▶ **Deine Aufgabe**
Übersetze den Satz „So gut wie jeder einzelne Sitzplatz war belegt.“ aus der Konzertkritik ins Englische.

═══ Text zum Lesen

Konzertkritik
Konzert vom 14.10.2016 im Raatssaal
Matthias Kirschnereit in Pinneberg
Ein Botschafter für den Superstar
Pinneberger Tageblatt, 17. Oktober 2016
Klavierkonzert: Matthias Kirschnereit interpretiert Werke von Felix Mendelssohn Bartholdy, Debussy, Chopin und Brahms als Kontrast.
Wenn er in die Tasten greift, dann lauscht alles gebannt – der Pianist Matthias Kirschnereit, bekannt aus Fernsehen und Radio, sorgte am Freitagabend beim zweiten Konzert des Kulturvereins Pinneberg (KVP) im Pinneberger Ratssaal für atemlose Stille.
So gut wie jeder einzelne Sitzplatz war belegt. Das freute die Vorsitzende des KVP, Gisela Bergner. Sie hieß die zahlreichen Besucher willkommen und teilte mit, dass sie auf die Moderation des Musikalischen Leiters, Cord Garben, an diesem Abend verzichten müssten – er war wegen Krankheit ausgefallen. Stattdessen wusste aber Kirschnereit einiges zu seinen Stücken zu erzählen.
Besonders der erste Komponist lag ihm am Herzen: „Ich fühle mich als Botschafter für Felix Mendelssohn Bartholdy. Er war ein Superstar seiner Zeit und unglaublich erfolgreich. Doch nach seinem Tod folgte eine furchtbare Rezeptionsgeschichte.“ In der NS-Zeit hatte es das Werk des Komponisten mit jüdischer Abstammung schwer. Von ihm spielte Kirschnereit das „Lied ohne Worte“ op. 67 Nr. 3 sowie die „Variations sérieuses“, gefolgt von Claude Debussys Stücksammlung „Images“ Band 1 und Frédéric Chopins Scherzo b-Moll op. 31. Natürlich ohne Noten, oft sogar mit geschlossenen Augen – Kirschnereit spielte intensiv und kraftvoll, entlockte dem Rathaus-Flügel einen brillanten Klang.

══════
═══ Daten zur Prüfung

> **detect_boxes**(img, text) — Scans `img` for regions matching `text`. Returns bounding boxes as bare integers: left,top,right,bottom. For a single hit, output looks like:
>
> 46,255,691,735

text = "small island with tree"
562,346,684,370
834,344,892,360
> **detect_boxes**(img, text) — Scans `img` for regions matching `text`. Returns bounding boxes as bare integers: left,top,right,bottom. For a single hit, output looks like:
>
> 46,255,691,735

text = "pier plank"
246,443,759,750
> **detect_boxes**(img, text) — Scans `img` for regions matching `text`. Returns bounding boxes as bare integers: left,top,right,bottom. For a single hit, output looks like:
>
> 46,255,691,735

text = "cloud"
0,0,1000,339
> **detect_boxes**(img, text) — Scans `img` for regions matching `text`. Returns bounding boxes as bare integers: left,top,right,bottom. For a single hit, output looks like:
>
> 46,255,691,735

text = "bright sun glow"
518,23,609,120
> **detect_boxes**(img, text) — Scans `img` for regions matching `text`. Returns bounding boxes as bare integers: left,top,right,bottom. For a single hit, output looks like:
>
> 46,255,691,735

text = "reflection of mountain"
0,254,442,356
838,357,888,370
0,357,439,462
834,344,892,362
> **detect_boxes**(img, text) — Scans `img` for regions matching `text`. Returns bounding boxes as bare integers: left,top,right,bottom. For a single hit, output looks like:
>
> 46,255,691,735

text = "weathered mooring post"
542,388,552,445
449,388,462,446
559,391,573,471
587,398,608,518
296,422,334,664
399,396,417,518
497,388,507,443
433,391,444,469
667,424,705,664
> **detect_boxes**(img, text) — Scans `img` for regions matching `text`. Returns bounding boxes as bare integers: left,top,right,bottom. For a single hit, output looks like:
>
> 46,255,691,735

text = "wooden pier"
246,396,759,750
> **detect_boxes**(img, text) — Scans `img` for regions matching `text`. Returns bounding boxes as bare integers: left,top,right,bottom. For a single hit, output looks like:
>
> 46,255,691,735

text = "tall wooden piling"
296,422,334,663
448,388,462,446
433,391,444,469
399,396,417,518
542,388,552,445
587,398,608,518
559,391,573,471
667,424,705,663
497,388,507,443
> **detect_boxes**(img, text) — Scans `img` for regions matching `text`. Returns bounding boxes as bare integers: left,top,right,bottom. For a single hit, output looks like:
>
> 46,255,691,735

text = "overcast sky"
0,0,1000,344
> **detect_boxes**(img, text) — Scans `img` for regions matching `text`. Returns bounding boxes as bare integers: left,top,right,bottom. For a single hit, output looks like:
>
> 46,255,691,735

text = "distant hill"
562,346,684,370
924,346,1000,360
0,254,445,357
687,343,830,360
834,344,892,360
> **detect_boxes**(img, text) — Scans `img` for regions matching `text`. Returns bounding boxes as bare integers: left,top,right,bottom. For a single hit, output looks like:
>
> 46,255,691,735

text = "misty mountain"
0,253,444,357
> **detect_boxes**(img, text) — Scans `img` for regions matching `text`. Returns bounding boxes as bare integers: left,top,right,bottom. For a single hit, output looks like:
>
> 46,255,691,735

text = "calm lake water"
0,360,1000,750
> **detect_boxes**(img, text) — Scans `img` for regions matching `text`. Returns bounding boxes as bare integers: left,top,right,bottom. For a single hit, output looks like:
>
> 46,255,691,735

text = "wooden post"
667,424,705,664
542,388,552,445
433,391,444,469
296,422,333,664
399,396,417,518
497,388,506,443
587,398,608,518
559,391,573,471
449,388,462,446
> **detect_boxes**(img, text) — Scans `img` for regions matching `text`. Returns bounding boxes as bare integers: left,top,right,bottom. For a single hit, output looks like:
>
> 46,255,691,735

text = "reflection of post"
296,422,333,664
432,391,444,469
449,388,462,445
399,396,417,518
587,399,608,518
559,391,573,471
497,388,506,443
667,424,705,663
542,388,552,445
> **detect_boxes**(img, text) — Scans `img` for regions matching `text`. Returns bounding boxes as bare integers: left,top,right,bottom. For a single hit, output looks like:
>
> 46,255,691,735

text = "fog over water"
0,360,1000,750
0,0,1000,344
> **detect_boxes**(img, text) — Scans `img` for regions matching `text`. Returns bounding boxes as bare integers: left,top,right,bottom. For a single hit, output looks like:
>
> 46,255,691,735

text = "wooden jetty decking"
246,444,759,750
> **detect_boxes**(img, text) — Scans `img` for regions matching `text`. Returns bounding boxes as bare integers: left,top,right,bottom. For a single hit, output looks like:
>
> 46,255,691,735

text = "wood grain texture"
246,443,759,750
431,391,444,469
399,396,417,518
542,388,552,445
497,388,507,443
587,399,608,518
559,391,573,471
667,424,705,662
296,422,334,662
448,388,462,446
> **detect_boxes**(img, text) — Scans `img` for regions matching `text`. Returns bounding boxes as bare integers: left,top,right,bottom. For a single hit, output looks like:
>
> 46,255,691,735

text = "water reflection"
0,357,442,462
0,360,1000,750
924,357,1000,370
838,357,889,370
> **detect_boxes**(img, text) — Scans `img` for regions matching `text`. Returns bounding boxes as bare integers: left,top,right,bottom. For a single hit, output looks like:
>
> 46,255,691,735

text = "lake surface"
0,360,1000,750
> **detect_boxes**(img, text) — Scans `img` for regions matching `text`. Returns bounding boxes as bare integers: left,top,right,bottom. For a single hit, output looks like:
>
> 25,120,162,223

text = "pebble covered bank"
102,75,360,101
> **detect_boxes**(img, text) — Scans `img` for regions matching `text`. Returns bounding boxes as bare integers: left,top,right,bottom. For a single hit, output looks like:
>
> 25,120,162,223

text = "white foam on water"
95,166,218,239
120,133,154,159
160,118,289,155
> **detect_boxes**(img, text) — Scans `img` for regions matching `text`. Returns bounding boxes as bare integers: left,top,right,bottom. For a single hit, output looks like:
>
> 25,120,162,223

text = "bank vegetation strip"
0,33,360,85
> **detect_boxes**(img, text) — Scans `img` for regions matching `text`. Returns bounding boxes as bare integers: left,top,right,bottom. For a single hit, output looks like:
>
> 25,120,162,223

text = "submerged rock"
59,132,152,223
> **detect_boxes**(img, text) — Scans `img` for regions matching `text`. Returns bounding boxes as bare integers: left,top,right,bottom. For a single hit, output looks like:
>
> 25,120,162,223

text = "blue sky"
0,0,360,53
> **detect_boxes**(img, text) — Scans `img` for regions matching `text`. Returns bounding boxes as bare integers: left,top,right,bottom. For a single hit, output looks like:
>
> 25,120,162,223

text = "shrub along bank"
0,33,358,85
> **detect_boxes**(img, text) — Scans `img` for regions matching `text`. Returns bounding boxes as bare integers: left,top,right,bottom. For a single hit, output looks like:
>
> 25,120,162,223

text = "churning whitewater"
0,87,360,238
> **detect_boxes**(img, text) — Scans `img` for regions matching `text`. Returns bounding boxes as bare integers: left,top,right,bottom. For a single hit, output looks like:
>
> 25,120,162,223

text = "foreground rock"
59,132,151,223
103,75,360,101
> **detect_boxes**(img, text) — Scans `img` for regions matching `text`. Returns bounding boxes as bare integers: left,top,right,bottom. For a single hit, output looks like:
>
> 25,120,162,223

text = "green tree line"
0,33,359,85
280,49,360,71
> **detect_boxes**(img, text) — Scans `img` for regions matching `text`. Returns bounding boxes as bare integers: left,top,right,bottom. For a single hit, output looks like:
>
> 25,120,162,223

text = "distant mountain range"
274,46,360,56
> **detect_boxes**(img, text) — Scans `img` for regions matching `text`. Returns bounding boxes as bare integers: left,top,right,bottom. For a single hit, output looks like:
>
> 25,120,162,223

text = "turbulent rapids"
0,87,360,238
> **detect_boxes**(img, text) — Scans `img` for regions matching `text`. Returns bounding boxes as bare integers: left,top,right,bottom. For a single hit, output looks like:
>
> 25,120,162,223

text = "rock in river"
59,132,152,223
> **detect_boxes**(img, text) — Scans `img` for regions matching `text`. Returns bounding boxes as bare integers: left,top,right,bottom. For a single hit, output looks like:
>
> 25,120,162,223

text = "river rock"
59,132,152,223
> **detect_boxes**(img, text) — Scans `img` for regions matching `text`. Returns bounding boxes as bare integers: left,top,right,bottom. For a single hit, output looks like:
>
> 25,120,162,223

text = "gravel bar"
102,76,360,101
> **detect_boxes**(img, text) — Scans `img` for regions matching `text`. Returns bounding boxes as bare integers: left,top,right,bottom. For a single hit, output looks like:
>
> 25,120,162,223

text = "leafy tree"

══════

▶ **Deine Lösung**
Almost every single seat was taken.